Page extract Start Marker

112 Wn.2d 612, MARRIAGE OF LESLIE

CITE:          112 Wn.2d 612, 772 P.2d 1013

               MARRIAGE OF LESLIE

CAUSE NUMBER: 55123-5

FILE DATE:     May 18, 1989

CASE TITLE: In the Matter of the Marriage of Barbara Jean
               Leslie, Respondent, and Charles Clayton Leslie, Petitioner.

[1] Judgment - Default Judgment - Vacation - Relief Exceeding Prayer for Relief. A default judgment is void to the extent that it awards relief exceeding that sought in the complaint.

[2] Judgment - Vacation - Void Judgment - Timeliness. A party may move to vacate a void portion of a judgment at any time under CR 60(b)(5).

NATURE OF ACTION: After a divorced spouse had obtained a declaratory order requiring her former spouse to pay for a child's orthodontic expenses, the obligor former spouse sought to have eliminated from the dissolution decree the requirement that he pay orthodontic expenses and provide medical insurance.

Superior Court: The Superior Court for Pierce County, No. 219306, Donald H. Thompson, J., on July 10, 1986, entered a judgment denying the modifications sought by the obligor former spouse.

Court of Appeals: The court AFFIRMED the judgment in an unpublished opinion noted at 50 Wn. App. 1061.

Supreme Court: Holding that the obligor former spouse's motion for relief from the dissolution decree was timely but that the prior modification of the decree was valid, the court AFFIRMS the judgment.

COUNSEL:      MCCORMICK, HOFFMAN, REES, FAUBION & QUINN, P.S., by ANTHONY H. HASELMAN, for petitioner.

BRANFELD, HESLOP & HOLZMAN, P.S., and RONALD D. HESLOP, for respondent.

AUTHOR OF MAJORITY OPINION: Smith, J.-

MAJORITY OPINION: Petitioner Charles Clayton Leslie seeks review of a decision of the Court of Appeals, Division Two, affirming the trial court's denial of his motion to modify a default dissolution decree or, in the alternative, to relieve him of the portion of the decree requiring him to pay medical expenses.

We reverse the Court of Appeals on its determination that petitioner's motion for relief from the default dissolution decree was untimely under CR 60(b)(5), but affirm the Court of Appeals in denying petitioner's motion for relief and upholding the order of the trial court modifying the dissolution decree.

Petitioner argues that the medical expense portion of the decree is void because it exceeded the relief sought in respondent's petition for dissolution and was not part of the property settlement agreement executed by the parties.

Page extract End Marker
Data section Start Marker

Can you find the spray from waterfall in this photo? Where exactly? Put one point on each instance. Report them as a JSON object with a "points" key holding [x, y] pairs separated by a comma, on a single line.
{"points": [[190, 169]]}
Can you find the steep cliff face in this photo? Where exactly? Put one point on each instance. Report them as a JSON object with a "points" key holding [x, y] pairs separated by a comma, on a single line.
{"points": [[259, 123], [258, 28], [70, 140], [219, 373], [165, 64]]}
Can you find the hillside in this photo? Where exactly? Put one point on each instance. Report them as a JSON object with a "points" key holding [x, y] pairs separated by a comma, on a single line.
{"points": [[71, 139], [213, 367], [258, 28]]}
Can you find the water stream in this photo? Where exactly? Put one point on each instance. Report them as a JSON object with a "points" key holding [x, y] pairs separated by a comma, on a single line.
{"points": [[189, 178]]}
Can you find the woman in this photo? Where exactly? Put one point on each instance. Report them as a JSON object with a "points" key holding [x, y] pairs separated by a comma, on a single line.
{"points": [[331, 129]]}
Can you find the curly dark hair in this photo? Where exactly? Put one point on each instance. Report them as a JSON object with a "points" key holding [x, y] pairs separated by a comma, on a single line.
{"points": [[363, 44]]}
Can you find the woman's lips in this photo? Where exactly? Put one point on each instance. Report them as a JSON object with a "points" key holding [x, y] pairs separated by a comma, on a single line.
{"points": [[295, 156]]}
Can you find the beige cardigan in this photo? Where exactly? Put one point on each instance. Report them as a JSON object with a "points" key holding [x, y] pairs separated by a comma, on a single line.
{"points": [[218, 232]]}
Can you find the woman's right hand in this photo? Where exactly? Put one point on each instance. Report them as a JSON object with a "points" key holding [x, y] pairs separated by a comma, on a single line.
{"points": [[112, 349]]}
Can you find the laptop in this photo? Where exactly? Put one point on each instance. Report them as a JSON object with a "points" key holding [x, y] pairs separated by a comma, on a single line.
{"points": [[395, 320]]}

Data section End Marker

◆ Tasks to carry out ◆
1 > Answer these from the Marriage of Leslie opinion:
(a) What file date is listed?
(b) Which county's superior court entered the judgment?
(c) Who wrote the majority opinion?
2 > Return the stretch of the Marriage of Leslie opinion from "CASE TITLE: In" through "in the complaint.".
3 > Supply the next part of the Marriage of Leslie opinion, starting right after its last sentence.
The items have nothing to do with the Marriage of Leslie opinion.

◆ Answers given ◆
1 >
(a) May 18, 1989
(b) Pierce County
(c) Smith, J.

2 >
CASE TITLE: In the Matter of the Marriage of Barbara Jean
               Leslie, Respondent, and Charles Clayton Leslie, Petitioner.

[1] Judgment - Default Judgment - Vacation - Relief Exceeding Prayer for Relief. A default judgment is void to the extent that it awards relief exceeding that sought in the complaint.

3 >
The Court of Appeals affirmed the trial court's denial of petitioner's motions in an unpublished decision, holding that petitioner did not timely file his motion for relief from the dissolution decree. Petitioner contends that the decision of the Court of Appeals, Division Two, conflicts with those of this court and other Divisions of the Court of Appeals and that this case raises an issue of substantial public interest. 1


1 Petitioner's contentions constitute grounds for Supreme Court review of a decision terminating review under Rules of Appellate Procedure 13.4(b)(1), (2), and (4).



The issues presented are (1) whether the trial court may properly enter a default decree of dissolution containing relief neither included in the petition for dissolution of marriage nor contained in the property settlement agreement signed by the parties; and (2) whether the Court of Appeals may bar a motion for relief from judgment under CR 60(b)(5) upon a determination that the motion was not brought within a reasonable time where the issue of laches or unreasonable delay was neither pleaded nor argued in the trial court.

On June 13, 1974, the Pierce County Superior Court entered a default judgment in a decree of dissolution dissolving the marriage of Charles Clayton Leslie (petitioner) and Barbara Jean Leslie (Hartman) (respondent). The decree provided, in pertinent part:

"     It is further ordered, adjudged and decreed that
      the respondent be and he is hereby required to provide
      medical insurance coverage for the minor child, and to
      pay any sum due, over and above the amount of coverage,
      for medical care of the child; said sums being paid directly
      to the doctor, hospital or dentist making the charge and
      within 30 days of the receipt of the statement.

Respondent Hartman's petition for dissolution did not ask for medical expenses, nor did a September 1973 property settlement agreement signed by the parties provide for medical expenses.

Between 1974 and 1978, a dispute arose between petitioner Leslie and respondent Hartman concerning whether the medical expense clause in the dissolution decree required petitioner to pay for orthodontic treatment. Several proceedings were instituted regarding this provision in 1978. They included actions against petitioner for arrearages in child support, medical expenses and medical insurance. The proceedings were continued to August 25, 1978, after entry of judgment for arrearages on June 21, 1978. 2


2 The record before us provides no information whether any proceeding occurred on August 25, 1978.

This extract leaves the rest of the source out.